— Dataset records on where objects appear —
::::

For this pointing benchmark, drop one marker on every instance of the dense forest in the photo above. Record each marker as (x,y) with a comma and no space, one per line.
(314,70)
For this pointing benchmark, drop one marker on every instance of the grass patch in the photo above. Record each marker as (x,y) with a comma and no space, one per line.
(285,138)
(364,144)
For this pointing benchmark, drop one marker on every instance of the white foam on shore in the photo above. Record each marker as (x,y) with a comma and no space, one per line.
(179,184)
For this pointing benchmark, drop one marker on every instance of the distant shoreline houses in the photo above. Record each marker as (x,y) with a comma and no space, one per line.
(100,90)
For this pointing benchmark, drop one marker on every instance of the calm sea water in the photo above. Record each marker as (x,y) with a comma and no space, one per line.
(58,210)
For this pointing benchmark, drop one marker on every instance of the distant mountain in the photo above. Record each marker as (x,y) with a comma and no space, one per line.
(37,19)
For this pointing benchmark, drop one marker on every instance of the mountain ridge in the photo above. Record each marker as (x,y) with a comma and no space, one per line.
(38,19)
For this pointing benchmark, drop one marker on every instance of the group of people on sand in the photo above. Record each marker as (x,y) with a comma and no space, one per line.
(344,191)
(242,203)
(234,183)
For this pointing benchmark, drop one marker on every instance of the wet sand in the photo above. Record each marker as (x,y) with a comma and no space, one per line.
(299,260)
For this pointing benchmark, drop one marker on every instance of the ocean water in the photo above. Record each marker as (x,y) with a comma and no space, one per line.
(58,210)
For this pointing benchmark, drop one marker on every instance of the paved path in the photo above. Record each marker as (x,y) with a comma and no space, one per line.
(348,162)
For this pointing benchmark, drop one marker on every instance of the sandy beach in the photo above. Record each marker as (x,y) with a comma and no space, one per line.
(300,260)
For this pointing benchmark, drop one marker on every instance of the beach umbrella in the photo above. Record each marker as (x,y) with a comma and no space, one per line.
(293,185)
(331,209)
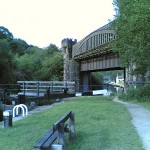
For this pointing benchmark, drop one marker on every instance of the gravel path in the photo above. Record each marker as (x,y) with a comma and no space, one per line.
(141,121)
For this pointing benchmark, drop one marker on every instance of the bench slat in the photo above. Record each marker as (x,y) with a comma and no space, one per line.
(43,139)
(49,142)
(62,120)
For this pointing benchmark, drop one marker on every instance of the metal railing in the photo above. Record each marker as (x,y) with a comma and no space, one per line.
(40,87)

::::

— Goal —
Please copy every one of the records above word for word, leaving the pictures out of your answer.

— Task solution —
For this pointing benchmark, drop one marker on every instance of the dense forest in the photo above. Record each marker as (x,y) with a comma and no space, one per line.
(314,70)
For this pointing benchmark, drop one marker on every instance of the grass patch in the photo above. Record each marker as (x,y) with a comma and no space, one per line.
(285,138)
(364,144)
For this pointing benchmark, drop one marker on every instance of the white foam on shore in the photo above. Record each marker as (x,y) with a comma and no space, one per line.
(179,184)
For this pointing benchmark, drop one marker on every instance of the distant shoreline houses in the photo above. Record each marker as (x,y) with a comma and no space, one per line.
(100,90)
For this pointing benchmark, drop one marker on every instance of the calm sea water in the photo above. Record each marker as (x,y) with a comma and no space, one per line.
(58,210)
For this pointing benchmark, drop one marker on every instance of the distant mountain in the photo above. Record each marker as (x,y) with a comma and no space, one per line.
(37,19)
For this pointing benchmark, drop one marker on every instance of the mountain ridge in the photo above. Record each marker as (x,y) with a comma and no space, one per line.
(38,19)
For this pointing benchmark, drop one marker on every instance of the group of people on sand in the photo above. Record each marker as (x,y) with a comma and no space, one per line.
(344,191)
(242,203)
(234,183)
For this pointing benchmark, drop one marker on every instance of the wet sand in the photo above. Record each marker as (x,y) with a comma and no space, one per line.
(299,260)
For this pointing benchmark, drop one marker on every instance of the ocean water in the photo above. Record each marker as (x,y) with a comma and no space, one per line.
(58,210)
For this pointing benchmark, drop one marker on every instance of the paved path in the photo above. Record each marker as (x,y) with a comma and no space, one per line.
(348,162)
For this pointing benchmark, drop one marker on every instance of the sandy beach in the photo above. Record each marker as (x,y) with a comma and no space, one per line.
(300,260)
For this pointing benchmark, drop one marker on every instance of the beach umbrella in the photo above. Record each marker as (x,y) with a comma and no space, one per line.
(293,185)
(331,209)
For this pointing benchmark, drop one marker on every instance of the gravel path in the photo above. Record each marker as (x,y) with a comma and no space, one per line.
(141,121)
For this pointing benchmark, drop one marker on every instance of the bench slat in the photo above. Record each marker as (x,y) with a comma and no space, one per line.
(43,139)
(49,142)
(62,120)
For this pointing benchmark, drop one marker on every instance of the metal railing in the photo above. Record each marker as (x,y) with a comma and no space, one per line.
(40,87)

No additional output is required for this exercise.